WHAT THIS TASK INVOLVES: Lay out the data as a two-column CSV with the headers source_text and target_text. Give one row for each source text and its answer, with each value in a single quoted field and line breaks replaced by spaces. Begin at the line that has "Where can the dark suv" and continue through the end of the data.

## begin INFORMATION PROVIDED

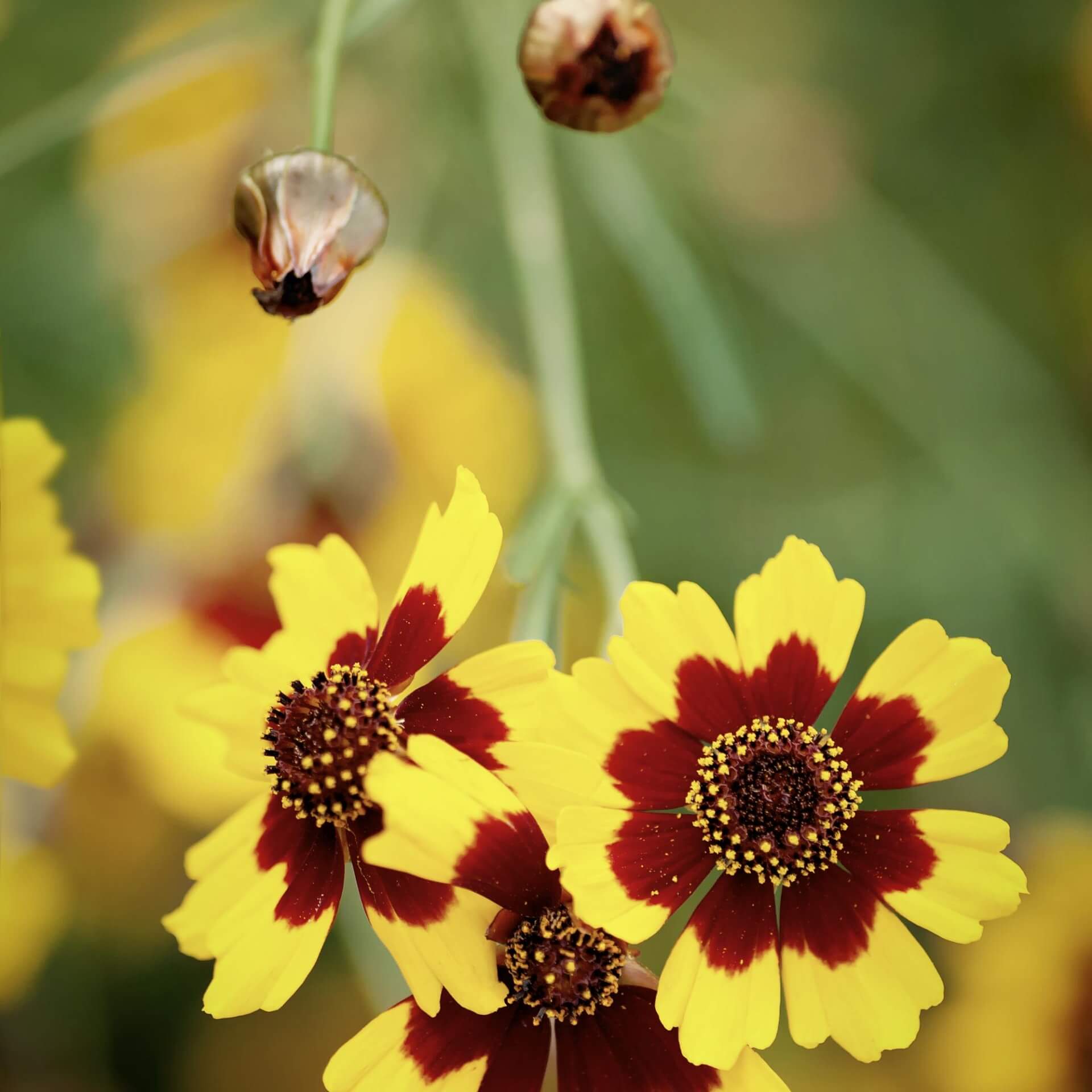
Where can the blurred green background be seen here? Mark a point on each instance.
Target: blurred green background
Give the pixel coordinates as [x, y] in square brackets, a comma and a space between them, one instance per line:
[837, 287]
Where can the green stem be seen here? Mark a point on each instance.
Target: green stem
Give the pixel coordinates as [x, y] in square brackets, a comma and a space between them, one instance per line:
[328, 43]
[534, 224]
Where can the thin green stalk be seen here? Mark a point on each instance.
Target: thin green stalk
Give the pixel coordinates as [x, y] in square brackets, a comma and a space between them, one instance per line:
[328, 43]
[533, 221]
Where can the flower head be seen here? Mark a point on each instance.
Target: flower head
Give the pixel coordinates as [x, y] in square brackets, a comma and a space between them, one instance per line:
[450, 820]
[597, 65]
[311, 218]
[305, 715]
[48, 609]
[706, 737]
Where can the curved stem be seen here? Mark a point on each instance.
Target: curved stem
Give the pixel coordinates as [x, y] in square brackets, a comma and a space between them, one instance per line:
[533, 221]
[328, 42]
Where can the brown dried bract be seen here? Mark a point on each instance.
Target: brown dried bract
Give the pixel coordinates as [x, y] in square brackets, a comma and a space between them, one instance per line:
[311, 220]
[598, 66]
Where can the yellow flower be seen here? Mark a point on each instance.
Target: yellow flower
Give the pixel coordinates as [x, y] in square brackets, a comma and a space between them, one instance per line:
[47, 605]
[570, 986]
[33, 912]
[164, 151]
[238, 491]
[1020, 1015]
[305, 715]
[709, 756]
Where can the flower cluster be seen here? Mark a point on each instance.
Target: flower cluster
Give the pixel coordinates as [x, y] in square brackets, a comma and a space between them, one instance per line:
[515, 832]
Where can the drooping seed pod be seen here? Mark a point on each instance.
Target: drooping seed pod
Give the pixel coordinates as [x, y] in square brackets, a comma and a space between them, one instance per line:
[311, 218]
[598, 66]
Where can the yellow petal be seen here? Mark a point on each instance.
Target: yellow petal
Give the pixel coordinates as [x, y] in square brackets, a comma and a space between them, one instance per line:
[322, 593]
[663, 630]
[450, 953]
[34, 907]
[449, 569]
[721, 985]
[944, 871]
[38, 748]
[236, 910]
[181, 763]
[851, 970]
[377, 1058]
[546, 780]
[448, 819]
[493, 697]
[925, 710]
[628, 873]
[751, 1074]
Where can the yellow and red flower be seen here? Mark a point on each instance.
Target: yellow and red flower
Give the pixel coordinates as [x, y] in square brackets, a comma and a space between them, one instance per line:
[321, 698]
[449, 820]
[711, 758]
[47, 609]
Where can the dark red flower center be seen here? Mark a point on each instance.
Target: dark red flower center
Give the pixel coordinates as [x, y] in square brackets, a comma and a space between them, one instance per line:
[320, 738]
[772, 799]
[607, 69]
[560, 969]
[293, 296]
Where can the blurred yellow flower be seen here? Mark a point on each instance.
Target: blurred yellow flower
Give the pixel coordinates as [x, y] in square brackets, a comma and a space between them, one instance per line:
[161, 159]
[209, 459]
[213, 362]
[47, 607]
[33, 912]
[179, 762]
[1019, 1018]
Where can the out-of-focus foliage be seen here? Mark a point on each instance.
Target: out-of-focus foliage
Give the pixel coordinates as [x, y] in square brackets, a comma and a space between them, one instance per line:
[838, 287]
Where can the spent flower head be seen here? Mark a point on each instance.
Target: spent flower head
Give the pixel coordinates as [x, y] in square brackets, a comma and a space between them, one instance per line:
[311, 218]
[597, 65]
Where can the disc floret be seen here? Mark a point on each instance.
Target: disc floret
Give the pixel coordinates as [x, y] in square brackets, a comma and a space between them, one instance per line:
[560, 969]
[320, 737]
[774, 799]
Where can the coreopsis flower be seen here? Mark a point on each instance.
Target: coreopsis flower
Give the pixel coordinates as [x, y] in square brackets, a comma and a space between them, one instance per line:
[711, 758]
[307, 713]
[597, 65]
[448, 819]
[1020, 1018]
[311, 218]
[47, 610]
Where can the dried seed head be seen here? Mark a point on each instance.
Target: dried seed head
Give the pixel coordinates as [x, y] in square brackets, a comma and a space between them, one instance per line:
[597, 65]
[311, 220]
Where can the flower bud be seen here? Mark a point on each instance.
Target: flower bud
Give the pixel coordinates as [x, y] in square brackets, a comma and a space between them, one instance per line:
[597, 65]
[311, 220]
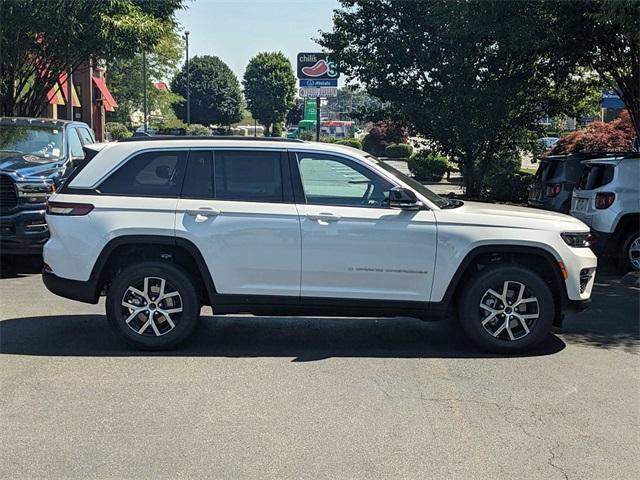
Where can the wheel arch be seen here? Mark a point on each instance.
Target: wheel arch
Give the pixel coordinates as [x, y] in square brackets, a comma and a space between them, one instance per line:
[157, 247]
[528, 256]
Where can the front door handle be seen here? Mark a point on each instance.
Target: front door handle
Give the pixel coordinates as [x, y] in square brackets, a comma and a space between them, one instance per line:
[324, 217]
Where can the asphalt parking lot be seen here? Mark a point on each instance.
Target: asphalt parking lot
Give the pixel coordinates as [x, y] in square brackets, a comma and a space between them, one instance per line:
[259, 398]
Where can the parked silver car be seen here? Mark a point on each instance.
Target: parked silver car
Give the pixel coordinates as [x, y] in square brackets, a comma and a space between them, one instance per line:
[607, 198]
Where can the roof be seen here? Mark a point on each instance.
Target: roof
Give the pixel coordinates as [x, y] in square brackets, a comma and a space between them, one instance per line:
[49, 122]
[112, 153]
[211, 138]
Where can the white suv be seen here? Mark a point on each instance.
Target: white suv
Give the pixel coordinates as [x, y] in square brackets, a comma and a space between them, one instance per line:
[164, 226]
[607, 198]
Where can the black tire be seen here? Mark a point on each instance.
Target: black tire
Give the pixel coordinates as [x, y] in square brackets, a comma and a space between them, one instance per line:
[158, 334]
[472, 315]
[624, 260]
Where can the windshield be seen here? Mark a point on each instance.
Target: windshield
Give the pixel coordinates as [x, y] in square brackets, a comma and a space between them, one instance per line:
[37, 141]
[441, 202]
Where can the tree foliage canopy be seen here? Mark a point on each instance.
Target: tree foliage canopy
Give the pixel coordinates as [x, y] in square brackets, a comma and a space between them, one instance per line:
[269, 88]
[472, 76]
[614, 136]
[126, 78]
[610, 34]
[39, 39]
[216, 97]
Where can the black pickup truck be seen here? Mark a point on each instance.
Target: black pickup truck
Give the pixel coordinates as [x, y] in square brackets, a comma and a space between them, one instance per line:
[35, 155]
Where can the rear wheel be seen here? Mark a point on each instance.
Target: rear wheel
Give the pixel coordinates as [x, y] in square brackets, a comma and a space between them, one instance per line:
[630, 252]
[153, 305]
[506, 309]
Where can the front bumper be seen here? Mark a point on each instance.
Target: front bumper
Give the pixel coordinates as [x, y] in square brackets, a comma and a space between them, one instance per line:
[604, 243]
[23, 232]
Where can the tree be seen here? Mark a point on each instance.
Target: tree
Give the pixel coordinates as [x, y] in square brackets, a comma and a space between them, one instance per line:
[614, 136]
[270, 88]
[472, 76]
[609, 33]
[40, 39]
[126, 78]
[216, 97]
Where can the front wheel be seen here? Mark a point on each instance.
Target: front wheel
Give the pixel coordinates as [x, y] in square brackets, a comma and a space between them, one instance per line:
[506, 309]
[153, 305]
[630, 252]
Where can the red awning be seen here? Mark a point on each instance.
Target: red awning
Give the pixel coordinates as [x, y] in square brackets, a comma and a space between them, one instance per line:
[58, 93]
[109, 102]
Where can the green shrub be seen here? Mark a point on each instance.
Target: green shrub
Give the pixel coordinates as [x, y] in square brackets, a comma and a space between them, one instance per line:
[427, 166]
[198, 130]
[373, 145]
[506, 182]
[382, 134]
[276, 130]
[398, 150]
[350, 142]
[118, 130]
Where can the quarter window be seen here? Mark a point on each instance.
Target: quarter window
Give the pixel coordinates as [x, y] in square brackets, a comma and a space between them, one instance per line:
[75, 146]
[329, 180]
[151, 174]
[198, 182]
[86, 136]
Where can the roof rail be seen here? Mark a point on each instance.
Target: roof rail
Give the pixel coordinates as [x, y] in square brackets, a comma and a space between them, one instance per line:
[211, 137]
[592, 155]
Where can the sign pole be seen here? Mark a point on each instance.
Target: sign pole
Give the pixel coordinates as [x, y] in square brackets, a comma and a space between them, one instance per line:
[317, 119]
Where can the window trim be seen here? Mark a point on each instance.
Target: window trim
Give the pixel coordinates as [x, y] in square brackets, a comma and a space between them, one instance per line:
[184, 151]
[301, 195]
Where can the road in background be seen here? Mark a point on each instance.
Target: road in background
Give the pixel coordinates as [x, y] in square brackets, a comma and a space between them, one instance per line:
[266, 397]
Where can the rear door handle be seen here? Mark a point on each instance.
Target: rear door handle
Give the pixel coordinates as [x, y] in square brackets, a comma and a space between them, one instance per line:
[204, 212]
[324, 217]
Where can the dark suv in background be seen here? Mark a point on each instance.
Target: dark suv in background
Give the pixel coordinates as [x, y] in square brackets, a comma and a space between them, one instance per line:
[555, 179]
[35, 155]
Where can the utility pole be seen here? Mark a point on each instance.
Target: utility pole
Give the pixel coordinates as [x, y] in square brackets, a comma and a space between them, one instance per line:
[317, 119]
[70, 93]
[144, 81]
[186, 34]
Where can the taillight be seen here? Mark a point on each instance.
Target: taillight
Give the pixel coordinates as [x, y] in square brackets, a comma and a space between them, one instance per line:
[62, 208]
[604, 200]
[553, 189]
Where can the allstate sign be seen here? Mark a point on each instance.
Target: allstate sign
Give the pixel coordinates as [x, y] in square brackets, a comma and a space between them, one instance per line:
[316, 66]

## end INFORMATION PROVIDED

FULL ANSWER:
source_text,target_text
"Where can the dark suv in background be seen here? Mark a point on each instance. Target: dark suv in background Give the pixel coordinates as [x, y] in square brackets, a comma and a space between them, one instance per line:","[555, 179] [35, 155]"
"Where can the utility pole be seen here? Mark a point on each instance. Target: utility pole Give the pixel coordinates as [x, y] in square brackets, a comma and a space between them, one instance per line:","[317, 119] [70, 93] [144, 81] [186, 34]"
"Where can the taillight be seen here? Mark a point on each instance. Target: taillight Give the pixel coordinates as [x, y] in square brackets, a comma and a space between them, one instance per line:","[62, 208] [604, 200] [553, 189]"
"Where can the allstate sign be seen here? Mark a point on each instance. Target: allstate sign Give the pixel coordinates as [x, y] in square brackets, a comma and a space between them, one instance per line:","[316, 66]"